* _DATA LISTING_:
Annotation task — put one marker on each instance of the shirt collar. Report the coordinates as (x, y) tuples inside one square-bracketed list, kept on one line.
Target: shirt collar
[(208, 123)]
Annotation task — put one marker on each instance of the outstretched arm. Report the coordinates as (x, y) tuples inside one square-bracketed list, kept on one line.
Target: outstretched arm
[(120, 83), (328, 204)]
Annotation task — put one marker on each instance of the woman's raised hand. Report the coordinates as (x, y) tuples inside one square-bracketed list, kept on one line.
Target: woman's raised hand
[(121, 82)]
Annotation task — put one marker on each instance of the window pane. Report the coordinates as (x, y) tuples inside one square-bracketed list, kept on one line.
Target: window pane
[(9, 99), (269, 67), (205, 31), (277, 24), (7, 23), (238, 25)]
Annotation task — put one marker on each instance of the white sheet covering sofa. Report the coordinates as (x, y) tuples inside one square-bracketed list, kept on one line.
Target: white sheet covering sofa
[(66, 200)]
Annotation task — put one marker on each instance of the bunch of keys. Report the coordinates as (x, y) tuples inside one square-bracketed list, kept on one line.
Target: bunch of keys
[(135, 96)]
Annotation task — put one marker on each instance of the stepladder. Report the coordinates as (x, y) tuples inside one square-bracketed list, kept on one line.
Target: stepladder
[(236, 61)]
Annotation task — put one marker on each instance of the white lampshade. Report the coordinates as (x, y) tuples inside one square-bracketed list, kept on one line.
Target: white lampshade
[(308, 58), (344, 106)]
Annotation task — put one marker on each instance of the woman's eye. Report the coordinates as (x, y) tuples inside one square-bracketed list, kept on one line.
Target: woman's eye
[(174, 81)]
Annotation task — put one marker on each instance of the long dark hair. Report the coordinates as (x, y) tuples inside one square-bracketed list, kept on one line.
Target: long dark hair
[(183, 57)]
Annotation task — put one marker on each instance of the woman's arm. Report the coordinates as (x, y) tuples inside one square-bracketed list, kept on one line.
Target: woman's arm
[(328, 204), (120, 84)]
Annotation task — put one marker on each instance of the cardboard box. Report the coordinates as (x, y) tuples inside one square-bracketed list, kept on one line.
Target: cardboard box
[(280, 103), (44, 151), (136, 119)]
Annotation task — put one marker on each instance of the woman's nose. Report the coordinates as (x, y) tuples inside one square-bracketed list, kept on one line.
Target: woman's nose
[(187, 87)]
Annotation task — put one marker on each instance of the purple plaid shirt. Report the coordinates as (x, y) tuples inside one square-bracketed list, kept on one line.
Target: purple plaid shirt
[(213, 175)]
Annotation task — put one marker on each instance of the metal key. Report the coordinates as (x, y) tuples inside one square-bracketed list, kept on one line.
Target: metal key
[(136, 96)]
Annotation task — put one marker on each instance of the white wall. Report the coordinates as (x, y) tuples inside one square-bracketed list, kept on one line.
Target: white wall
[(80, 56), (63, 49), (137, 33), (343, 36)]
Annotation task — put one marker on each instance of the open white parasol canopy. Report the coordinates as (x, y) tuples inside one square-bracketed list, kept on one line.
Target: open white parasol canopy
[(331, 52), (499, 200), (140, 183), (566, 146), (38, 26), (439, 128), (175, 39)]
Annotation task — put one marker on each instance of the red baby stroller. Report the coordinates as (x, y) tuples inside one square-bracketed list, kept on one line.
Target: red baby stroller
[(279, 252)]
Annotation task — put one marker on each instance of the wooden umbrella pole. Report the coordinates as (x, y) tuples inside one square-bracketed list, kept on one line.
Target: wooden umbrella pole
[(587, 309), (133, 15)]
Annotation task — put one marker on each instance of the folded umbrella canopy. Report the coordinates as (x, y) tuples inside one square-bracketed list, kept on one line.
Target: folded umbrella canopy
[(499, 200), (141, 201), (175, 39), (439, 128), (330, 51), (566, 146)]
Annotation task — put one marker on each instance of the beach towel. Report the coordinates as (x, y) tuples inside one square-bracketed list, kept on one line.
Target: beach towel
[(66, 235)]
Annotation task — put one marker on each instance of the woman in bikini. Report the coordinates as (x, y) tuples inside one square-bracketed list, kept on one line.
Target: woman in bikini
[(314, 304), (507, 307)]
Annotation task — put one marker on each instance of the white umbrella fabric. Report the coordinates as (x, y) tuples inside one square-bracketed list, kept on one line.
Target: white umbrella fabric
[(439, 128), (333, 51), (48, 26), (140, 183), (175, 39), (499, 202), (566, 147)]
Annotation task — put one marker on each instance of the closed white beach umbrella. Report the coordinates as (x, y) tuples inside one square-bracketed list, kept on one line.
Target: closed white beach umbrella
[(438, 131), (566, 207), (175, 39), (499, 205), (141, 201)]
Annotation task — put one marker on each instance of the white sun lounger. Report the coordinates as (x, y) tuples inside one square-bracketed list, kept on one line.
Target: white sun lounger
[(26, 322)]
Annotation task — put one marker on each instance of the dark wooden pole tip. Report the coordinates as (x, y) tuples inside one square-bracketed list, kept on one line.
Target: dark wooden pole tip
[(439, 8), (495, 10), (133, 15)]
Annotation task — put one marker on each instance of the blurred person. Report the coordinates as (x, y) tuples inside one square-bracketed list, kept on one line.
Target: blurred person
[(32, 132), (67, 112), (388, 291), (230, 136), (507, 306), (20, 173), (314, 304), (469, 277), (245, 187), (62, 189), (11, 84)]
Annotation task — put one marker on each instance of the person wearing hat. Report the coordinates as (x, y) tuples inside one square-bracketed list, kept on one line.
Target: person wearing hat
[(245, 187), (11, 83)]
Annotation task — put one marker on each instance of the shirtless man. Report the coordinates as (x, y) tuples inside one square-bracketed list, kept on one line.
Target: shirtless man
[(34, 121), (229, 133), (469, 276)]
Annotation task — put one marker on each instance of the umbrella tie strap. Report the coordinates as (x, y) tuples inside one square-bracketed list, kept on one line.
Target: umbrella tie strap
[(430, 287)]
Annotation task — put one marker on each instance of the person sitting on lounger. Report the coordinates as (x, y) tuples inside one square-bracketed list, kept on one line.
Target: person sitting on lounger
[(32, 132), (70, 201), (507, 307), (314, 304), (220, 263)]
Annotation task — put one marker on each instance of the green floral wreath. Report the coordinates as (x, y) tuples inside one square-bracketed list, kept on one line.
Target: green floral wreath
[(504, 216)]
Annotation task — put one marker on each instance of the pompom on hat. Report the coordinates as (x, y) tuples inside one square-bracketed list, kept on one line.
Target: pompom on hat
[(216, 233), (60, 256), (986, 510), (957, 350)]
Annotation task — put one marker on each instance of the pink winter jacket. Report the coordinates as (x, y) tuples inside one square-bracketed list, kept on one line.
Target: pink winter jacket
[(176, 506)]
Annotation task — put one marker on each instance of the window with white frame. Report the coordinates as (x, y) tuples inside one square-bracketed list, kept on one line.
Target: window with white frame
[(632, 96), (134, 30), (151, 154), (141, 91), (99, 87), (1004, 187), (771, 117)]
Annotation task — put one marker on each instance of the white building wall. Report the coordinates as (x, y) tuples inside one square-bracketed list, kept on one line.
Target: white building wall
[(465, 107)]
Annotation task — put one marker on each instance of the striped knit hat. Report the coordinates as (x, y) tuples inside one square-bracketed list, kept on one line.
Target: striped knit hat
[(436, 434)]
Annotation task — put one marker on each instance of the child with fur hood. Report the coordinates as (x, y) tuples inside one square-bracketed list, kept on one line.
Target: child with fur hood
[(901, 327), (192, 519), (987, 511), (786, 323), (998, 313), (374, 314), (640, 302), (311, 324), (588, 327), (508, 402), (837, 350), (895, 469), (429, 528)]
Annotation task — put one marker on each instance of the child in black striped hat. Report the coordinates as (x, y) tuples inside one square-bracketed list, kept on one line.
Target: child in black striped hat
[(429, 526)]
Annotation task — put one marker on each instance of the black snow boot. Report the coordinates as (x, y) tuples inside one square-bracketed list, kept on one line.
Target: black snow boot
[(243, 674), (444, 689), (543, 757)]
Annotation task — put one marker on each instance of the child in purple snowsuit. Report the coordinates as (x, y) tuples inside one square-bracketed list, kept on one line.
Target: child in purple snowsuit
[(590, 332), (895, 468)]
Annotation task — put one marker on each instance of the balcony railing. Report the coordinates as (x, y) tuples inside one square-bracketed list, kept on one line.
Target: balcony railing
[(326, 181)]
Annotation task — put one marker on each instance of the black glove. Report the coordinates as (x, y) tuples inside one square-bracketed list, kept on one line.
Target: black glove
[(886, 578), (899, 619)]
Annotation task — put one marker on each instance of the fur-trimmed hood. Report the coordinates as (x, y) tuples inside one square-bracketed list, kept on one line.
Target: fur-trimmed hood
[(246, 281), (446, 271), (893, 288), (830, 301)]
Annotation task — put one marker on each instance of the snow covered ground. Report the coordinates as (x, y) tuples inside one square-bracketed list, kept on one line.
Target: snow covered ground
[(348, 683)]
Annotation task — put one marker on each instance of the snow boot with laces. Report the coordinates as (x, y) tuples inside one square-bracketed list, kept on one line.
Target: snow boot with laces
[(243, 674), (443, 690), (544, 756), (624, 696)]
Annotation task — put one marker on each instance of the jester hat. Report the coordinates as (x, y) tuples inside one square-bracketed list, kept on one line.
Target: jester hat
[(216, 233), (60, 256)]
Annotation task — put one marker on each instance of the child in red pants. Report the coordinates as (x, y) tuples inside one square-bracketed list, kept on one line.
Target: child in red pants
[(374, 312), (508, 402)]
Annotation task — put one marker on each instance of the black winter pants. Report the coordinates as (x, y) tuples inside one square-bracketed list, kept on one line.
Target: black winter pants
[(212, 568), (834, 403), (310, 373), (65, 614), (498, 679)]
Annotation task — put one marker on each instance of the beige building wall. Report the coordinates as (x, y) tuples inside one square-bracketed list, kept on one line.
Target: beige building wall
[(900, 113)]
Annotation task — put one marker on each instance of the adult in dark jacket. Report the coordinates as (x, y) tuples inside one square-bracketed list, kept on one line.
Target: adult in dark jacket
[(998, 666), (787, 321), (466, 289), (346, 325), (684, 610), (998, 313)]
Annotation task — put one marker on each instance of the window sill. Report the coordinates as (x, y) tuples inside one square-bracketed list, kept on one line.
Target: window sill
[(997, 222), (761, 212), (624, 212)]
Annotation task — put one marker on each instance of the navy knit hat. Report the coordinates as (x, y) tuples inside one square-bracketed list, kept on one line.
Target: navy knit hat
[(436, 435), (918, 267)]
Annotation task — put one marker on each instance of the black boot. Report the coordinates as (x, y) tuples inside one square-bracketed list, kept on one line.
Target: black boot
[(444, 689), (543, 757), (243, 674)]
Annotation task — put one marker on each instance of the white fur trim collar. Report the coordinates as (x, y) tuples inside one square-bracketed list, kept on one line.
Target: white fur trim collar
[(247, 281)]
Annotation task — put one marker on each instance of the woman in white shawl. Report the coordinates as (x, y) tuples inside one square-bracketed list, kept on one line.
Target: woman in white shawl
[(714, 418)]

* _THE EXERCISE_:
Copy the data above word for word, everything from the line containing "of the cardboard" down to the line containing "[(187, 87)]", with both of those lines included.

* _FULL ANSWER_:
Annotation task — put one marker on each instance of the cardboard box. Report the coordinates as (x, y) tuples inside one square-bracketed list, kept on one line.
Target: cardboard box
[(280, 103), (44, 151), (136, 119)]
Annotation task — put one marker on each instance of the woman's nose. Report the coordinates as (x, y) tuples inside one square-bracketed list, kept on one line.
Target: woman's nose
[(187, 87)]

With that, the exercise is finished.